Records from a data collection:
::::
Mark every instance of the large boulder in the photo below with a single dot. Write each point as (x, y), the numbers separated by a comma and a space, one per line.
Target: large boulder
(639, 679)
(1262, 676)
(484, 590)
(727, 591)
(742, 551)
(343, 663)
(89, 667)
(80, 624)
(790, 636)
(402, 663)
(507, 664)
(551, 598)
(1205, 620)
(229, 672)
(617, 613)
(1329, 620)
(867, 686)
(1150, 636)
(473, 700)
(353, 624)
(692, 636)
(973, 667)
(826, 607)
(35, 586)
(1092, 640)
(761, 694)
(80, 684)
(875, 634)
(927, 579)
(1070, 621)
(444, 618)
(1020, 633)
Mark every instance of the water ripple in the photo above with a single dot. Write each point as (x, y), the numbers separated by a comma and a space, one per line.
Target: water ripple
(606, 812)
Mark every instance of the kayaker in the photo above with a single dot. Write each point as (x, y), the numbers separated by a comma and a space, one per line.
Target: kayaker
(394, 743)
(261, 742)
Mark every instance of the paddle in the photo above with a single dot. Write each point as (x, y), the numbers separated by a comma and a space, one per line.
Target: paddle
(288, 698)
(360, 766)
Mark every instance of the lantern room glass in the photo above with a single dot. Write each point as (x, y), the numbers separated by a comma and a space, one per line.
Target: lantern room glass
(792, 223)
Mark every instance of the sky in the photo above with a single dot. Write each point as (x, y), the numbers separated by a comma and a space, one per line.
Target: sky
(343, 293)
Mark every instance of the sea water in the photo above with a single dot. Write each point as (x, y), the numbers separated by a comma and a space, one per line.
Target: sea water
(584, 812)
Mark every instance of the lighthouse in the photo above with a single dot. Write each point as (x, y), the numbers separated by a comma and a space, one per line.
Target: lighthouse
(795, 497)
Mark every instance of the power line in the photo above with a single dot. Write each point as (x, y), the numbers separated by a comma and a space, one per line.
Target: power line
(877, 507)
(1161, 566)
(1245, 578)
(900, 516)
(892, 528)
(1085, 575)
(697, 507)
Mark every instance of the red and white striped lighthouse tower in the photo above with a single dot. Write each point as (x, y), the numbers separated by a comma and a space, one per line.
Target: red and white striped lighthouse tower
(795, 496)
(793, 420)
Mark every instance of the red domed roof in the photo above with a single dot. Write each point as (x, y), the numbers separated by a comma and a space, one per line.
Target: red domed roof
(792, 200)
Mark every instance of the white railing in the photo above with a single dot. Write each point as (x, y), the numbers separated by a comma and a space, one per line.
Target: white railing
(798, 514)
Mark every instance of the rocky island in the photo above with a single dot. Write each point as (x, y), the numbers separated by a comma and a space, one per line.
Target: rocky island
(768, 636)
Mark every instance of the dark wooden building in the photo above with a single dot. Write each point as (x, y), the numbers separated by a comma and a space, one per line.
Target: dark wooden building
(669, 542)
::::
▸ **WHAT YOU ARE ASKED TO DO**
Reproduce the entries above in full and exactly.

▸ **SOLUTION TO THIS PROBLEM**
Mark every instance of the large boulder in the photo below with a single dot. Write each point as (x, y), the numbers separated by a comma and a space, one per line.
Target: large boulder
(639, 679)
(1262, 676)
(484, 590)
(727, 591)
(742, 551)
(343, 663)
(89, 667)
(80, 624)
(790, 636)
(402, 663)
(507, 664)
(551, 598)
(1205, 620)
(229, 672)
(617, 613)
(1329, 620)
(867, 686)
(1150, 636)
(473, 700)
(353, 624)
(692, 636)
(973, 667)
(826, 607)
(35, 586)
(1092, 640)
(761, 694)
(80, 684)
(875, 634)
(927, 579)
(1070, 621)
(444, 618)
(1020, 633)
Mark every instance of the water ripple in the photo above with a single dot. Write each point as (x, y), the numbers separated by a comma and a space, one per line.
Target: water ripple
(606, 812)
Mark every instance of the kayaker in the photo above with a single dot. Write each point as (x, y), the numbers separated by a comma and a space, one per line.
Target: kayaker
(394, 743)
(261, 742)
Mark every instance of the paddle in the photo above with a single dot. Write each point as (x, y), the numbers separated by a comma and a space, one per line.
Target: paddle
(288, 698)
(360, 766)
Mark every instance of the lantern room glass in the photo above with a single dot. Write each point as (x, y), the numbers separated by a comma and a space, one per line.
Target: lantern room glass
(792, 223)
Mark every instance of the sky in the photo above with a single dot. Write each point as (x, y), the numbers separated by a comma and a space, one per line.
Target: sky
(343, 293)
Mark every instance of the sea water in the photo above with a single dot. Write each point as (x, y), the numbers separated by a comma and a space, one per line.
Target: sea water
(584, 812)
Mark every instance of the lighthouse in the photo above with a single dot. Write each point as (x, y), the numbers separated by a comma and a space, one per line.
Target: lighthouse
(795, 497)
Mark every instance of the power line in the photo above with a single dot. Write each point as (x, y), the numbers separated by a comma and a space, one per line.
Target: power line
(877, 507)
(1161, 566)
(1245, 578)
(900, 516)
(892, 528)
(1085, 575)
(697, 507)
Mark every instance of the red and white striped lighthouse tower in the photo above with a single dot. Write each point as (x, y), the numbers separated by a comma and a space, one per line.
Target: red and white striped lighthouse tower
(795, 496)
(793, 420)
Mark every instance of the red domed roof in the photo above with a single dot. Write each point as (x, y), the numbers separated by a comma and a space, one per line.
Target: red domed roof
(792, 200)
Mark every instance of the white railing in the photo above with a single dot. Write each point as (x, y), the numbers separated by a comma and a space, one per line.
Target: white railing
(798, 514)
Mark every instance of the rocky island in the photo above with a single dot. Write each point as (x, y), the numbers separated by a comma and a space, one per line.
Target: rocky island
(768, 636)
Mark every instance of the dark wooden building in the photo above with a single dot. Write each point as (x, y), the numbers separated by a comma and a space, one per line.
Target: dark wooden building
(669, 542)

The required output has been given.